Write out the records as a JSON list of strings with one string per line, running from the line containing "small bare tree." through the line containing "the porch ceiling.", both lines included. Leave out blank lines.

→ **Input**
+++
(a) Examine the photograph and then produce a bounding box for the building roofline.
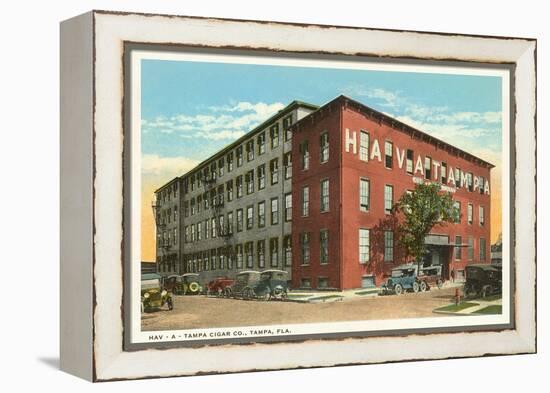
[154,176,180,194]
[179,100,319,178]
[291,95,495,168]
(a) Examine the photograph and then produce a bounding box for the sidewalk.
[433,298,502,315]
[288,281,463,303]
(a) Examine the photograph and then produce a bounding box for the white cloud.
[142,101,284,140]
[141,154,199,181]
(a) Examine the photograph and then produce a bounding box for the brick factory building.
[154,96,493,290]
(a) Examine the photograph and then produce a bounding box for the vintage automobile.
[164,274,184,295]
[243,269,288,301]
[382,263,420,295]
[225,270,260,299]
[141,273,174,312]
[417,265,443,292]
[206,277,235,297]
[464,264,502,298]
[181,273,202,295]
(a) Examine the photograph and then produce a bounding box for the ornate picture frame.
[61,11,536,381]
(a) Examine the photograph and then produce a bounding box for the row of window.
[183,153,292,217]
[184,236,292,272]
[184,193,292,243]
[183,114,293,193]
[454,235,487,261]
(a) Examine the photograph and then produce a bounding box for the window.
+++
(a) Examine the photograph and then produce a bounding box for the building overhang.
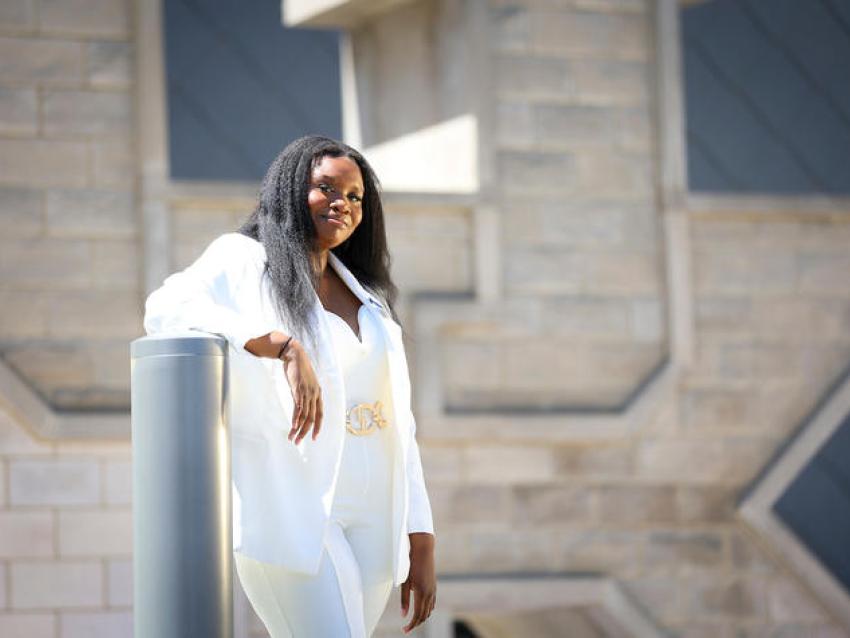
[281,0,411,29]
+++
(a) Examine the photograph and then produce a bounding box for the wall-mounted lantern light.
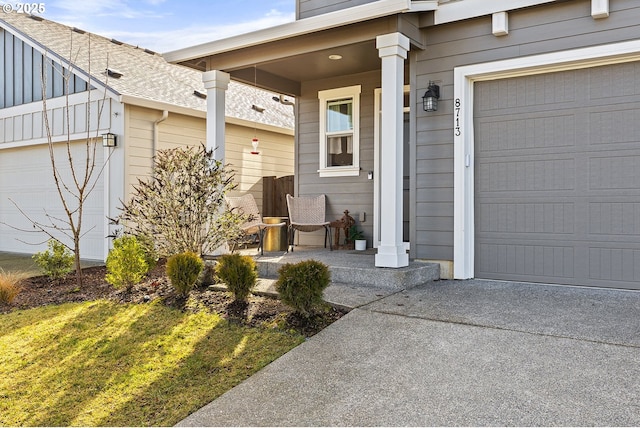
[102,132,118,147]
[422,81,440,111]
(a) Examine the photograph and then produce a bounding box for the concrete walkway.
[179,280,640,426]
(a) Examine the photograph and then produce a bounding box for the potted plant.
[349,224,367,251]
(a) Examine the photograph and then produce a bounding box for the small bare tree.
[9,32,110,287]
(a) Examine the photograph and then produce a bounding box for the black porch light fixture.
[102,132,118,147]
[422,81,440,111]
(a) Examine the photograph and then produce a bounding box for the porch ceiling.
+++
→ **Result**
[
  "(a) Examine the photograph and then produce a bounding box for the small bare tree.",
  "[9,32,110,287]",
  "(a) Examine the photograph and then produce a bounding box for the black porch light fixture.",
  "[102,132,118,147]",
  "[422,81,440,111]",
  "(a) Examine the photograph and then produce a bounding box for the porch ceiling."
]